■ **Work request**
Copy out the part of the passage below on Indian bank capital, starting with "The merger of" and going on through "current capital structures.".

++++ Excerpt ++++

The merger of four sets of state-run banks, effective April 1, has led to a reset of a quarter of the banking system’s assets, and there is nothing to suggest that these entities will not require fresh capital down the line – and we have a handle on only their pre-Covid asset quality as on date. This holds true for private banks
as well and may call for a rethink of their current capital structures.
Notes Nikhil Shah, managing director, Alvarez & Marsal (India): “The Budget has not provided capital for state-run banks given the significant recapitalisation of over $30 billion provided between FY17 and FY19. Most businesses have been severely impacted operationally and financially, and those that were overleveraged or had liquidity constrained prior to the crisis, will have the most difficult time.”
“My biggest worry is that the measures announced so far, commendable as they are (from a borrower’s point of view), come with their share of operational difficulties,” says a banker. Another lender, less charitable, is of the view that “it would have been better if the RBI had called for a videoconferencing of banks’ chief executives so that some of the ground-level operational issues could have been handled better.”

++++ Entries shown ++++

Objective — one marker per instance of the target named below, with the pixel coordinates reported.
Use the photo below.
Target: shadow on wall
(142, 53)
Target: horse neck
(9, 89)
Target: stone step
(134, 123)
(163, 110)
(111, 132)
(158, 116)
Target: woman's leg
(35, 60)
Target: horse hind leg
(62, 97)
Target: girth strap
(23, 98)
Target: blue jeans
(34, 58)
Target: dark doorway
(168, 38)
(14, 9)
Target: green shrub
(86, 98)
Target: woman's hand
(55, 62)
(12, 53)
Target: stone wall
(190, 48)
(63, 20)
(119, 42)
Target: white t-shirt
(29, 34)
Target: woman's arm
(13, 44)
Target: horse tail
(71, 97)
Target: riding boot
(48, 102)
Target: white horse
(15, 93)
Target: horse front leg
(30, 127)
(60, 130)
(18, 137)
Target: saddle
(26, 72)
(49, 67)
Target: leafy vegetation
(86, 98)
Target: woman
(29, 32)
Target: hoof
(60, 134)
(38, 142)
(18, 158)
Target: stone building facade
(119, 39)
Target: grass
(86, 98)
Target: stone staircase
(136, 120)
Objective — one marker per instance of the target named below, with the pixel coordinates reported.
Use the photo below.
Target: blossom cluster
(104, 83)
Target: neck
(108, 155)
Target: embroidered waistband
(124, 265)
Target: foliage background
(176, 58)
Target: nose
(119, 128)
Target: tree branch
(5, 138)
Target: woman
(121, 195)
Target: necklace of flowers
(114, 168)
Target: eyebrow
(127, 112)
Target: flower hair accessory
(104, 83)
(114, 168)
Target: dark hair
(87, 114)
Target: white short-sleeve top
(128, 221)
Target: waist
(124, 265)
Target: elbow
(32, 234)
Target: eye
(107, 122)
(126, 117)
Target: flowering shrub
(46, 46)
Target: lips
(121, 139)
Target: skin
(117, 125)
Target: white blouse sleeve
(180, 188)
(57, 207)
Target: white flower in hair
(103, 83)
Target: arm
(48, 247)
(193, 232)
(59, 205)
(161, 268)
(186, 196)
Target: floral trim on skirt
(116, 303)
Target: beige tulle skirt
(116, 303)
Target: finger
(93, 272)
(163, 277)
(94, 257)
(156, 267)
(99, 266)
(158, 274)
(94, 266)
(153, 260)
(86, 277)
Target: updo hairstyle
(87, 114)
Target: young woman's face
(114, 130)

++++

■ **Answer**
The merger of four sets of state-run banks, effective April 1, has led to a reset of a quarter of the banking system’s assets, and there is nothing to suggest that these entities will not require fresh capital down the line – and we have a handle on only their pre-Covid asset quality as on date. This holds true for private banks
as well and may call for a rethink of their current capital structures.